What to work on –
Return the lines below word for word, without the pictures.

Labeled point records:
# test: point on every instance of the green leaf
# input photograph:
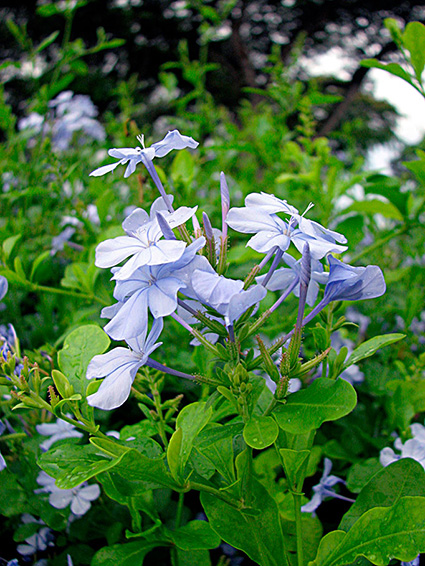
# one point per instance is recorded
(392, 68)
(191, 420)
(295, 466)
(73, 464)
(413, 39)
(260, 535)
(80, 346)
(196, 535)
(375, 206)
(401, 478)
(260, 432)
(380, 534)
(324, 400)
(369, 347)
(135, 473)
(130, 554)
(9, 245)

Answer in full –
# test: point on every instance of the green leaf
# input photograph:
# one point per instance is recorded
(392, 68)
(191, 420)
(295, 466)
(73, 464)
(413, 39)
(260, 535)
(80, 346)
(196, 535)
(375, 206)
(401, 478)
(260, 432)
(380, 534)
(324, 400)
(369, 347)
(135, 473)
(130, 554)
(9, 245)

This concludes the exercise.